Can you rewrite the items that open with the line containing "Outline every instance of the **rear" and close with the line containing "740 292 L 732", putting "side mirror" in place of "rear door window" and leaving everything else unchanged?
________________________________________
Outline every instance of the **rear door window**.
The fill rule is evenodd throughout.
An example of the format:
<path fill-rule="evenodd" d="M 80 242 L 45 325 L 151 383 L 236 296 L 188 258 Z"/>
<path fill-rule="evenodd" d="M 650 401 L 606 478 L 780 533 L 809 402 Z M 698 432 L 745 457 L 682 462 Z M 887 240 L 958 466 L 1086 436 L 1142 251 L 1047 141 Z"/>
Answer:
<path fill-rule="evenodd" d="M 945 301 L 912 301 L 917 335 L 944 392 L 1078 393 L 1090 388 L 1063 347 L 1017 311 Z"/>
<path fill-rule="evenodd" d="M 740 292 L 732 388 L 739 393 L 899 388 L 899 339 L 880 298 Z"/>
________________________________________
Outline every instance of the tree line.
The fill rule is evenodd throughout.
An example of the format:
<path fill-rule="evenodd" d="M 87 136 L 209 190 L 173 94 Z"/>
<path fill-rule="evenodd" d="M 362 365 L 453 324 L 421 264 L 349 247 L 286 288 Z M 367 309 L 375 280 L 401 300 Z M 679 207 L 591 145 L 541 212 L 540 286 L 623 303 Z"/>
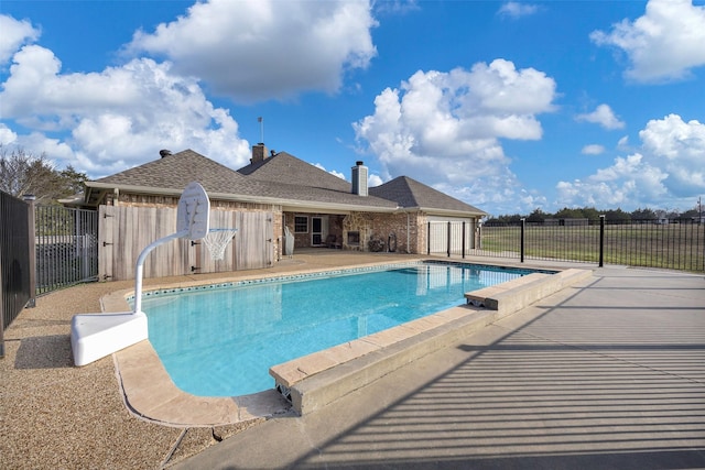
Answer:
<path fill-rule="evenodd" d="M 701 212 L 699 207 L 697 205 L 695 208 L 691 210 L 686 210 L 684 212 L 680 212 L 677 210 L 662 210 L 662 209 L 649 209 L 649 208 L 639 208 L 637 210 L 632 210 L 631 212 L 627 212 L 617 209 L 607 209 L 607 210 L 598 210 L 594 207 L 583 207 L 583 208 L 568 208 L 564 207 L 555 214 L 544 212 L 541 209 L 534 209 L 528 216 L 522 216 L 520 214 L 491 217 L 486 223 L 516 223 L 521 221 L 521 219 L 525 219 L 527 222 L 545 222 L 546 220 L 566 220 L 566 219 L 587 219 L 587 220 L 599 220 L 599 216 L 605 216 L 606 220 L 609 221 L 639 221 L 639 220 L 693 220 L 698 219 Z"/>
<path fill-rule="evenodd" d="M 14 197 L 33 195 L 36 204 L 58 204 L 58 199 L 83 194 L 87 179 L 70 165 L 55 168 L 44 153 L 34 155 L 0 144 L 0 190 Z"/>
________________________________________
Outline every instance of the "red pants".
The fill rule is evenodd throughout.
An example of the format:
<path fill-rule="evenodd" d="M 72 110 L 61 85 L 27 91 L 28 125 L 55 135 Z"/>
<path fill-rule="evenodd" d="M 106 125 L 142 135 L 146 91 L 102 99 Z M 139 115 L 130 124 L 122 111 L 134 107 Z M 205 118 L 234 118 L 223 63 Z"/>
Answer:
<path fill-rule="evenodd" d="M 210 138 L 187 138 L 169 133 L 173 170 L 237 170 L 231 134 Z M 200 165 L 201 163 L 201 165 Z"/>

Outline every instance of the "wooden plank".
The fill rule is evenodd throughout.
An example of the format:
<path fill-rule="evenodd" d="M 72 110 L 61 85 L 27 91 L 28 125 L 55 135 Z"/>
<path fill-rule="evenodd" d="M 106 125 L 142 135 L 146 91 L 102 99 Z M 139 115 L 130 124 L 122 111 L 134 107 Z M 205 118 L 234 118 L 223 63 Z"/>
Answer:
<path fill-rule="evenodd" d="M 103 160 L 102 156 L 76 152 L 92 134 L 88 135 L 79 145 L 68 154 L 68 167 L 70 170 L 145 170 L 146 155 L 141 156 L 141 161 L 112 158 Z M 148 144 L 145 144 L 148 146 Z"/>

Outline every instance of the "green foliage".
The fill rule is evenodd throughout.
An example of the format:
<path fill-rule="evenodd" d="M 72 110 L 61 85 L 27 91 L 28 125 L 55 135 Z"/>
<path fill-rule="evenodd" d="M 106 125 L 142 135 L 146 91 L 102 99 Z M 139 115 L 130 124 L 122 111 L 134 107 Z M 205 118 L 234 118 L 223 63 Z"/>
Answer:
________________________________________
OUTPUT.
Outline every instance of the **side mirror**.
The fill rule is evenodd throughout.
An example of the format:
<path fill-rule="evenodd" d="M 80 242 L 45 325 L 151 383 L 236 296 L 188 258 Z"/>
<path fill-rule="evenodd" d="M 650 401 L 606 478 L 780 533 L 809 402 Z M 698 432 L 745 457 L 682 462 Z M 887 240 L 958 466 L 1086 436 L 1142 251 L 1047 141 Z"/>
Answer:
<path fill-rule="evenodd" d="M 945 301 L 912 301 L 917 335 L 944 392 L 1078 393 L 1090 388 L 1063 347 L 1017 311 Z"/>
<path fill-rule="evenodd" d="M 740 292 L 732 388 L 739 393 L 899 388 L 899 339 L 880 298 Z"/>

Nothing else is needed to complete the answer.